------ RECORD SET ------

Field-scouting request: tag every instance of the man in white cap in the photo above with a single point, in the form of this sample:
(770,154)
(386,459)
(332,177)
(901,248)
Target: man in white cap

------

AIM OF THE TASK:
When you answer, repeat each entry exactly as it appears above.

TASK ANSWER:
Field-scouting request: tag every instance of the man in white cap in the photo above with a single point, in the form of this sample:
(770,154)
(386,459)
(332,177)
(901,248)
Target: man in white cap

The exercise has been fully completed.